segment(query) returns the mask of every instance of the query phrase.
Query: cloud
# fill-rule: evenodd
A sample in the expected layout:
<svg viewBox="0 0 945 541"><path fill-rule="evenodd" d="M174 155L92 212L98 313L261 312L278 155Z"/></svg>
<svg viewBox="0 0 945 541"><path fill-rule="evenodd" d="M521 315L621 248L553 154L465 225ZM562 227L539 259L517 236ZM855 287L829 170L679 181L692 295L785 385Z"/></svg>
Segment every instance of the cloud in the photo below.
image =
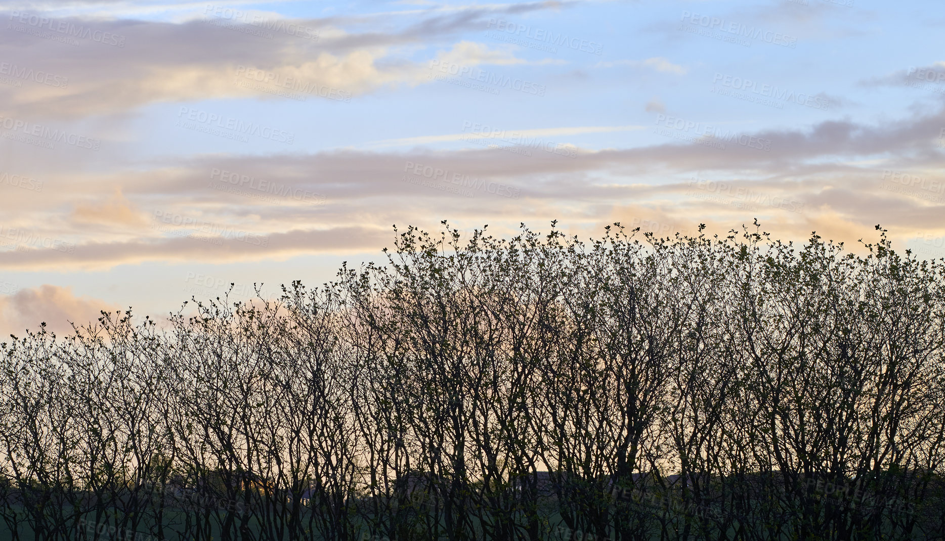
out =
<svg viewBox="0 0 945 541"><path fill-rule="evenodd" d="M100 311L117 308L97 298L76 296L71 288L43 284L0 296L0 330L3 336L22 336L24 330L36 331L45 322L48 330L69 333L70 322L85 326L95 321Z"/></svg>
<svg viewBox="0 0 945 541"><path fill-rule="evenodd" d="M230 22L226 19L181 24L56 19L57 24L108 32L121 42L117 46L78 40L82 46L77 47L32 36L26 33L32 29L28 20L14 20L11 24L25 31L0 35L0 59L15 64L14 72L42 73L47 82L27 79L21 86L0 86L0 110L26 118L81 118L157 102L277 99L275 94L285 88L301 88L310 99L318 99L325 94L310 89L328 87L361 95L400 84L418 85L430 82L428 61L397 58L396 47L485 28L485 16L492 10L467 8L462 13L430 16L399 32L351 33L335 26L335 19L289 21L318 33L315 40L276 30L258 36L234 29L260 30L251 25L216 24ZM440 50L437 58L470 66L564 62L526 61L516 58L513 49L461 41Z"/></svg>
<svg viewBox="0 0 945 541"><path fill-rule="evenodd" d="M122 195L119 187L104 201L76 205L72 218L79 223L96 225L140 227L146 223L140 211Z"/></svg>
<svg viewBox="0 0 945 541"><path fill-rule="evenodd" d="M653 98L646 102L646 112L666 112L666 105L660 101L660 98Z"/></svg>
<svg viewBox="0 0 945 541"><path fill-rule="evenodd" d="M610 61L601 61L594 64L597 68L612 68L616 66L631 66L635 68L645 67L652 68L660 73L663 74L676 74L678 76L684 76L689 71L688 68L680 66L679 64L674 64L668 59L662 57L653 57L652 59L646 59L645 60L610 60Z"/></svg>
<svg viewBox="0 0 945 541"><path fill-rule="evenodd" d="M478 125L477 125L478 126ZM411 145L411 144L429 144L431 143L450 143L455 141L463 141L469 138L472 139L489 139L500 137L506 138L520 138L520 137L561 137L566 135L580 135L585 133L605 133L611 131L633 131L638 129L646 129L644 126L582 126L574 127L544 127L536 129L502 129L502 133L498 135L492 135L491 133L486 133L483 131L483 127L471 128L470 131L465 131L463 133L450 133L446 135L424 135L420 137L405 137L402 139L387 139L384 141L379 141L376 144L371 144L372 147L379 146L400 146L400 145ZM486 131L490 131L486 129Z"/></svg>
= = =
Copy every line of the entries above word for word, leaving out the pictures.

segment(query) returns the mask of every instance of the query phrase.
Query: cloud
# fill-rule: evenodd
A sample in the expected layout:
<svg viewBox="0 0 945 541"><path fill-rule="evenodd" d="M174 155L92 212L98 313L261 312L278 155Z"/></svg>
<svg viewBox="0 0 945 541"><path fill-rule="evenodd" d="M521 315L621 248L553 154L465 225ZM562 227L539 259L517 236ZM855 287L829 170L679 181L692 295L785 385Z"/></svg>
Segment every instance of the cloud in the photo below.
image =
out =
<svg viewBox="0 0 945 541"><path fill-rule="evenodd" d="M100 311L117 308L97 298L76 296L71 288L43 284L0 296L0 330L3 336L22 336L24 330L36 331L45 322L48 330L69 333L70 322L85 326L95 321Z"/></svg>
<svg viewBox="0 0 945 541"><path fill-rule="evenodd" d="M230 22L226 19L181 24L56 19L57 24L108 32L121 42L117 46L78 40L82 46L77 47L32 36L26 33L32 29L28 20L14 20L11 24L25 31L0 35L0 59L15 64L14 72L42 73L47 82L27 79L21 86L0 86L0 110L26 118L81 118L157 102L277 99L275 94L285 88L301 88L310 99L318 99L325 94L310 89L328 87L361 95L400 84L418 85L430 82L428 61L397 58L396 47L485 28L485 16L492 10L467 8L462 13L430 16L399 32L351 33L335 26L335 19L289 21L318 33L315 40L276 30L258 36L234 29L260 30L251 25L216 24ZM440 50L437 58L470 66L564 62L526 61L516 58L513 49L461 41Z"/></svg>
<svg viewBox="0 0 945 541"><path fill-rule="evenodd" d="M122 195L119 187L104 201L76 205L72 218L79 223L96 225L140 227L146 223L140 211Z"/></svg>
<svg viewBox="0 0 945 541"><path fill-rule="evenodd" d="M653 98L646 102L646 112L666 112L666 105L660 101L660 98Z"/></svg>
<svg viewBox="0 0 945 541"><path fill-rule="evenodd" d="M610 61L601 61L594 64L597 68L612 68L616 66L631 66L635 68L645 67L652 68L660 73L663 74L676 74L678 76L684 76L689 71L688 68L680 66L679 64L674 64L668 59L662 57L653 57L652 59L646 59L645 60L610 60Z"/></svg>
<svg viewBox="0 0 945 541"><path fill-rule="evenodd" d="M478 125L477 125L478 126ZM411 145L411 144L429 144L431 143L450 143L455 141L463 141L469 138L472 139L489 139L500 137L506 138L520 138L520 137L561 137L566 135L580 135L585 133L605 133L611 131L633 131L638 129L646 129L644 126L582 126L574 127L544 127L536 129L502 129L502 133L498 135L492 135L491 133L486 133L483 131L483 127L471 128L470 131L465 131L463 133L450 133L446 135L424 135L420 137L405 137L402 139L387 139L384 141L379 141L376 144L371 144L372 147L379 146L400 146L400 145ZM486 131L490 131L486 129Z"/></svg>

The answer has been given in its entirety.